- [AIM]:
Can you rewrite the entries from the line with "Segment the nose." through the end of the entries, with "instance" replaced by "object" and nothing else changed? Leave the pictures out of your answer.

################

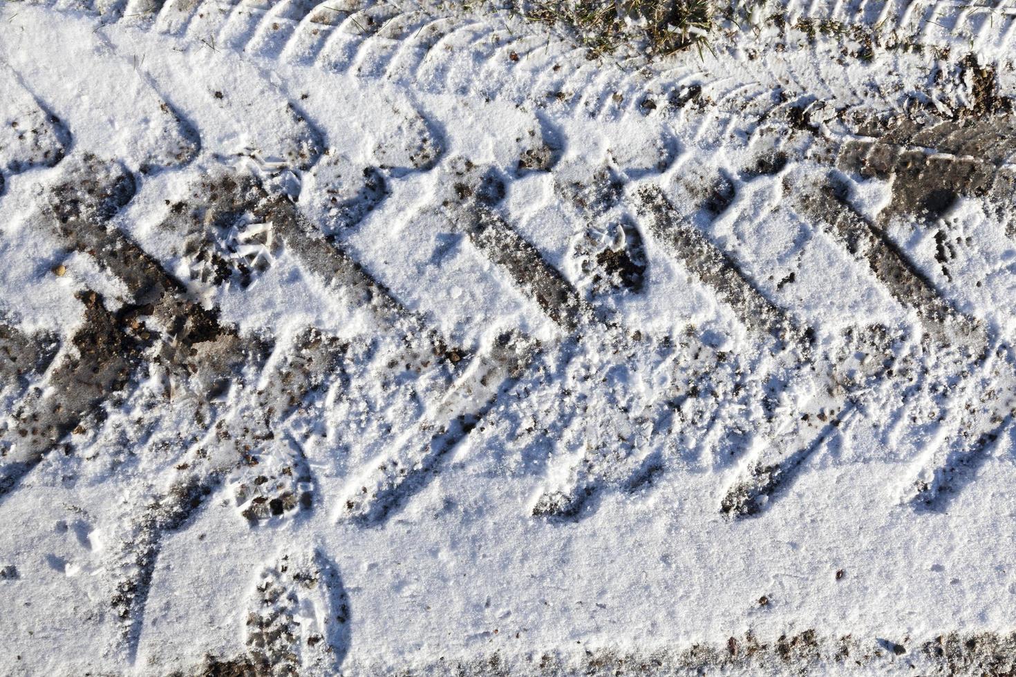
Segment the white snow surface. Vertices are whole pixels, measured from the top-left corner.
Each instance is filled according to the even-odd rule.
[[[448,19],[471,26],[470,39],[464,32],[435,37],[437,47],[425,57],[400,45],[408,39],[353,52],[336,32],[313,47],[320,52],[312,61],[312,48],[300,43],[307,30],[281,50],[290,58],[276,57],[267,29],[252,27],[243,15],[248,8],[283,16],[289,10],[279,5],[297,3],[213,9],[200,3],[203,14],[183,30],[171,29],[178,20],[173,12],[183,16],[185,4],[168,2],[151,18],[133,16],[137,7],[128,2],[118,21],[60,3],[0,5],[0,116],[13,119],[36,105],[69,133],[58,162],[0,166],[3,321],[26,335],[57,337],[64,346],[58,364],[67,350],[73,354],[68,342],[86,321],[78,292],[98,292],[113,311],[131,302],[128,283],[100,258],[68,249],[41,208],[65,164],[93,155],[122,163],[136,184],[133,198],[104,227],[136,243],[204,308],[217,309],[223,326],[245,340],[274,342],[267,366],[249,383],[270,383],[271,364],[297,354],[291,346],[307,328],[354,345],[389,329],[357,295],[322,278],[290,241],[265,246],[270,263],[250,284],[199,288],[189,278],[194,262],[179,233],[162,224],[171,202],[224,167],[258,177],[269,192],[293,200],[307,222],[333,235],[327,242],[388,289],[406,317],[469,357],[464,366],[449,366],[460,370],[446,381],[425,369],[417,399],[403,395],[397,380],[372,376],[373,366],[342,366],[348,380],[341,383],[337,370],[326,374],[320,393],[307,395],[272,430],[277,439],[297,441],[294,449],[306,457],[312,504],[253,522],[236,506],[232,480],[213,484],[200,510],[166,531],[146,600],[124,618],[112,600],[134,566],[124,553],[140,538],[139,516],[166,495],[183,472],[181,463],[197,458],[195,449],[216,444],[213,425],[196,420],[193,407],[163,399],[155,367],[140,367],[124,397],[104,402],[105,420],[82,423],[87,431],[73,435],[72,451],[49,452],[0,497],[0,569],[17,571],[0,580],[0,672],[187,674],[207,656],[241,656],[250,646],[245,628],[258,572],[304,552],[331,562],[347,610],[342,632],[334,635],[343,646],[326,645],[325,653],[328,647],[333,653],[314,654],[319,663],[301,654],[301,674],[428,674],[444,669],[442,662],[493,655],[518,674],[536,674],[532,666],[545,654],[577,666],[590,652],[648,656],[695,645],[722,652],[729,637],[775,642],[809,629],[830,639],[851,635],[872,661],[878,654],[875,664],[830,664],[824,674],[912,674],[905,662],[918,662],[920,641],[1013,629],[1016,433],[1008,419],[997,421],[998,439],[979,452],[982,458],[964,471],[941,510],[918,510],[912,495],[915,478],[935,467],[937,450],[956,438],[955,430],[974,430],[963,404],[989,397],[976,379],[994,362],[953,379],[961,369],[950,370],[951,358],[920,338],[919,309],[894,296],[820,218],[793,206],[795,195],[833,168],[812,146],[841,143],[855,130],[847,134],[829,119],[812,140],[800,142],[807,149],[799,148],[799,137],[777,139],[777,148],[790,149],[785,166],[745,171],[769,142],[763,113],[781,100],[800,100],[812,111],[899,112],[907,97],[917,96],[961,109],[971,94],[968,82],[950,74],[965,54],[959,47],[951,54],[887,49],[873,62],[846,57],[837,63],[833,39],[777,52],[765,30],[748,31],[738,48],[720,39],[715,53],[683,53],[636,71],[612,60],[589,62],[538,26],[526,26],[535,31],[531,44],[523,45],[524,35],[508,42],[507,27],[521,24],[479,10]],[[484,41],[492,41],[488,24],[506,26],[499,32],[506,43],[492,47],[493,56],[481,53]],[[961,32],[950,40],[966,44]],[[997,65],[1000,94],[1013,94],[1006,61],[1012,52],[978,36],[976,54]],[[940,38],[926,35],[923,44]],[[462,52],[477,45],[480,56]],[[938,83],[937,69],[946,73]],[[693,84],[701,87],[701,105],[664,105],[669,92]],[[548,95],[559,91],[567,100]],[[613,103],[614,91],[624,92],[623,103]],[[644,96],[654,96],[656,108],[642,106]],[[185,127],[199,138],[199,147],[186,152],[180,150],[191,143]],[[406,156],[414,141],[405,139],[420,135],[437,139],[440,149],[433,163],[415,166],[417,159]],[[551,137],[559,146],[557,164],[550,172],[517,172],[532,139]],[[298,155],[308,148],[305,162]],[[606,325],[579,330],[586,334],[576,343],[576,330],[556,322],[510,269],[462,231],[454,206],[443,202],[458,181],[456,158],[496,170],[506,187],[497,207],[504,222],[610,318]],[[1000,165],[1011,167],[1011,161]],[[335,225],[337,211],[325,197],[337,185],[329,167],[346,165],[352,175],[344,177],[360,181],[365,167],[379,167],[385,182],[384,199],[352,227]],[[605,166],[624,197],[596,221],[562,197],[562,186],[569,176],[581,181]],[[876,222],[890,208],[892,180],[836,172],[862,218]],[[772,337],[754,333],[750,319],[675,256],[636,206],[640,191],[660,187],[675,209],[692,213],[701,197],[695,189],[708,188],[698,177],[719,175],[729,179],[734,197],[715,218],[691,225],[736,262],[760,297],[812,329],[814,347],[804,357],[800,347],[791,345],[797,357],[787,357],[772,347]],[[941,298],[981,323],[992,346],[1005,347],[1014,329],[1016,241],[994,204],[1012,218],[1011,194],[966,195],[935,223],[903,214],[885,228]],[[596,223],[626,218],[643,240],[642,287],[597,296],[577,252],[591,242],[587,230],[616,236],[597,231]],[[936,259],[943,223],[951,239],[966,243],[954,248],[948,273]],[[242,240],[248,235],[239,230],[233,236],[234,250],[255,242]],[[57,265],[66,272],[51,272]],[[924,376],[862,388],[851,400],[853,413],[763,499],[763,512],[742,519],[723,514],[728,488],[765,458],[773,441],[807,434],[787,431],[798,423],[764,413],[759,384],[765,375],[787,379],[777,408],[797,421],[795,412],[823,401],[826,382],[796,365],[834,362],[845,332],[874,324],[901,337],[893,354]],[[420,460],[424,452],[418,457],[414,450],[429,445],[447,422],[445,409],[460,406],[443,400],[444,392],[465,383],[468,368],[481,368],[470,360],[495,354],[505,332],[541,346],[521,376],[501,390],[500,381],[478,377],[461,406],[479,406],[484,398],[493,404],[475,427],[455,439],[390,514],[370,524],[347,519],[345,497],[358,495],[362,478],[375,481],[370,478],[380,464],[399,454],[427,463]],[[630,339],[634,334],[643,338]],[[701,410],[678,405],[688,421],[679,430],[659,403],[686,378],[673,356],[685,336],[732,361],[715,367],[715,402]],[[390,341],[396,346],[399,339]],[[652,349],[639,352],[645,341]],[[1006,375],[1009,359],[1008,353],[998,358]],[[723,368],[748,375],[744,391],[722,386]],[[33,387],[67,387],[47,378],[39,375]],[[1001,390],[1016,383],[1012,376],[985,378]],[[948,385],[937,390],[937,379]],[[251,392],[234,387],[219,413],[208,415],[233,422],[258,415]],[[18,423],[16,401],[3,402],[9,408],[0,448],[6,457],[18,444]],[[749,442],[732,442],[742,438]],[[586,467],[583,459],[595,456],[590,450],[613,454],[615,448],[616,465]],[[626,483],[645,459],[658,459],[658,472],[637,486]],[[594,500],[577,516],[533,514],[554,487],[567,493],[583,481],[594,487]],[[314,595],[300,598],[299,613],[306,623],[312,616],[325,623],[338,597]],[[339,641],[322,632],[326,642]],[[879,645],[882,638],[908,653],[893,656]]]

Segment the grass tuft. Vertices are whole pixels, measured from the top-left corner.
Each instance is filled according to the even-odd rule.
[[[515,0],[527,20],[564,26],[590,59],[635,47],[659,57],[708,49],[715,25],[712,0]]]

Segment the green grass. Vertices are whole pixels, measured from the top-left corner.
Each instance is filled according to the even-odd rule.
[[[708,48],[712,0],[514,0],[529,21],[563,26],[590,59],[636,46],[650,56]]]

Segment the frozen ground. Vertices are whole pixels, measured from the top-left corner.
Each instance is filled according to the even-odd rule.
[[[0,4],[0,673],[1013,674],[1016,6],[732,16]]]

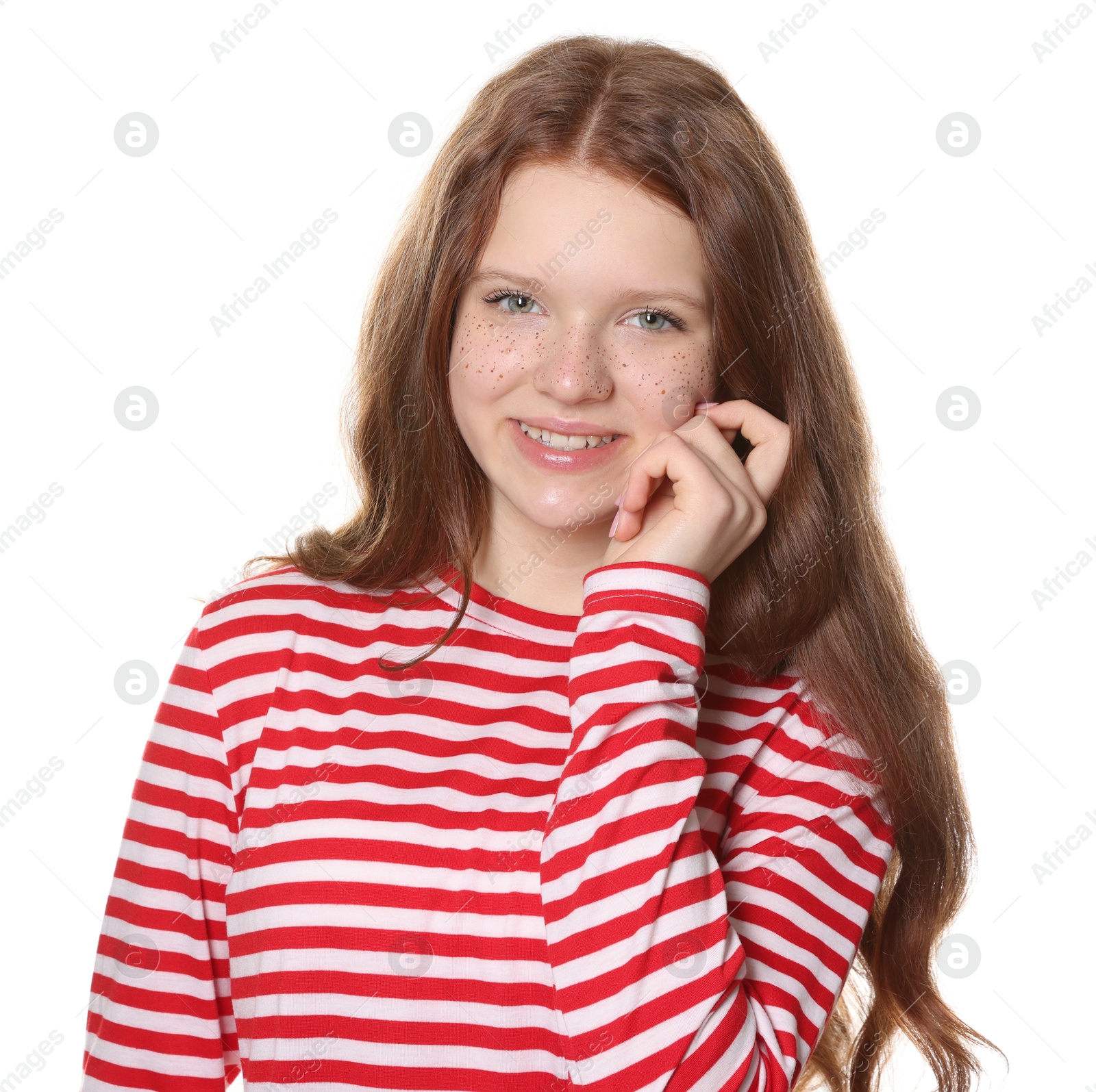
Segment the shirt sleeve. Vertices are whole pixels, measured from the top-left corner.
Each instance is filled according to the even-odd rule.
[[[804,798],[809,756],[781,756],[777,775],[769,763],[742,783],[740,829],[706,838],[696,685],[710,585],[616,563],[584,591],[571,740],[540,848],[571,1081],[788,1092],[856,954],[887,831],[867,798]]]
[[[198,627],[156,712],[99,939],[83,1092],[222,1092],[239,1072],[225,887],[238,830]]]

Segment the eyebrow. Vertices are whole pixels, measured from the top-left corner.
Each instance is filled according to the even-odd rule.
[[[532,285],[534,280],[543,284],[539,277],[514,273],[511,269],[500,269],[496,266],[484,266],[469,279],[469,284],[478,285],[484,280],[495,279],[511,280],[518,287]],[[614,294],[613,299],[615,301],[624,299],[665,299],[673,300],[675,303],[683,303],[685,307],[695,308],[697,311],[706,312],[708,310],[704,300],[698,299],[692,292],[680,291],[676,288],[621,288]]]

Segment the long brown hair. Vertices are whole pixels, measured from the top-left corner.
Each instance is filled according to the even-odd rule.
[[[460,610],[409,664],[459,625],[488,488],[449,405],[456,301],[507,176],[551,162],[633,181],[693,220],[715,297],[712,396],[749,399],[790,427],[767,526],[715,582],[708,647],[756,678],[802,678],[823,722],[870,756],[895,835],[854,966],[867,996],[850,974],[797,1088],[821,1078],[869,1092],[901,1031],[941,1092],[967,1092],[981,1072],[970,1047],[997,1048],[934,980],[974,852],[944,681],[883,529],[864,404],[803,210],[773,142],[710,64],[580,36],[487,83],[438,150],[365,310],[343,422],[361,505],[249,567],[292,564],[363,589],[456,571]]]

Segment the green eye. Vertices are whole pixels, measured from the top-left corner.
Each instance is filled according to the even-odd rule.
[[[685,323],[676,315],[671,314],[669,311],[660,311],[651,307],[646,311],[640,311],[638,314],[631,315],[631,318],[625,321],[631,323],[633,319],[638,320],[635,322],[635,325],[639,326],[640,330],[665,330],[667,326],[673,326],[674,330],[683,330],[685,327]]]
[[[507,311],[513,311],[516,314],[528,314],[533,310],[534,299],[532,296],[523,296],[521,292],[514,292],[506,297],[510,300],[511,306],[506,308]]]

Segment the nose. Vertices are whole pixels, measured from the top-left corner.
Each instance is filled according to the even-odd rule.
[[[533,371],[536,390],[564,405],[604,402],[613,393],[608,350],[593,317],[582,312],[548,338]]]

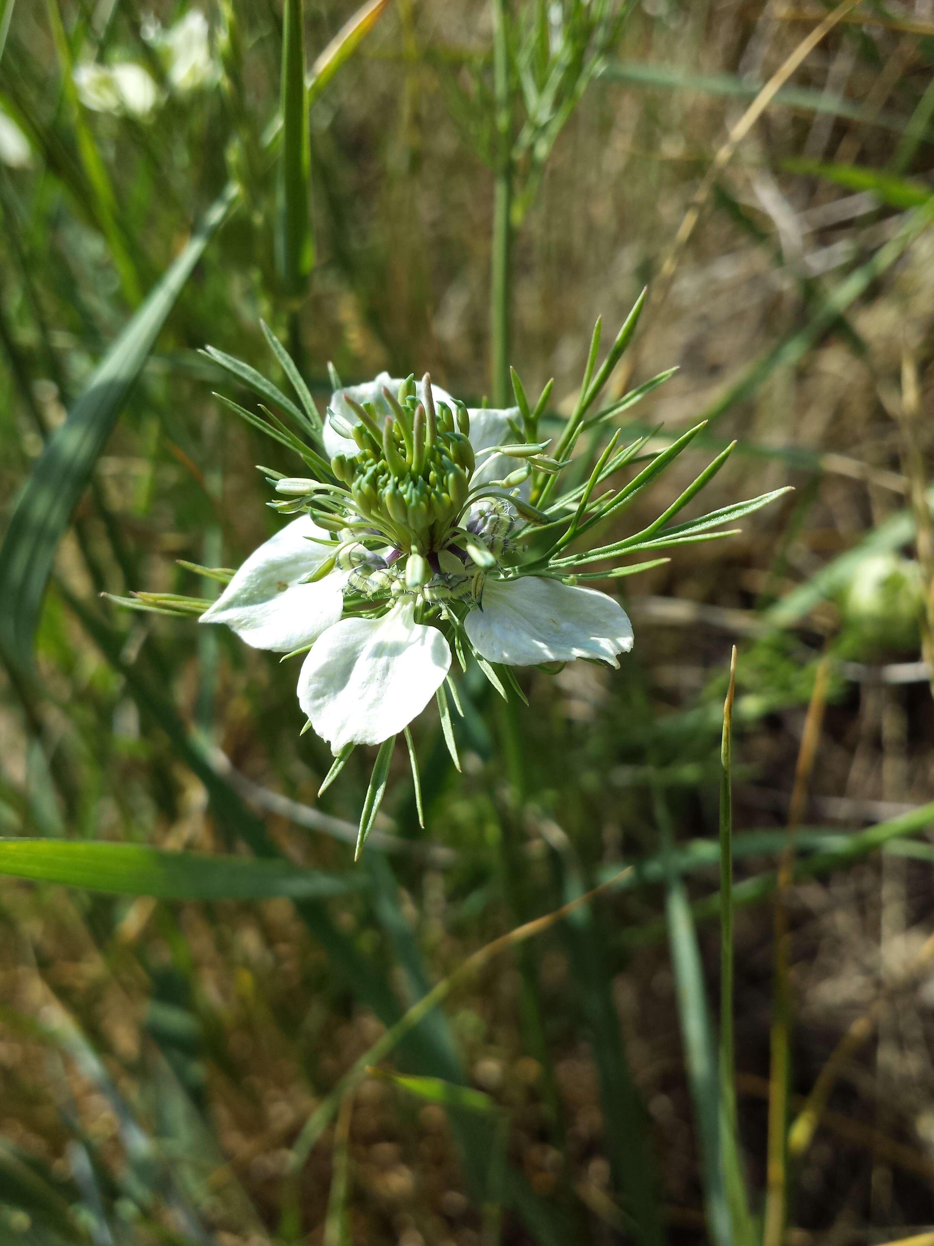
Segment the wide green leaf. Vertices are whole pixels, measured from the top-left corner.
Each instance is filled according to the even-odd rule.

################

- [FINAL RESULT]:
Segment the nose. Vertices are whole pixels, measured from the top-left corner.
Each object is filled according to the even-odd rule.
[[[533,371],[536,390],[564,405],[604,402],[613,393],[608,350],[593,317],[582,312],[548,338]]]

Segment the wide green leaf. Vertices are whole pixels, measured from the top-left corner.
Each object is filled according to the even-odd rule.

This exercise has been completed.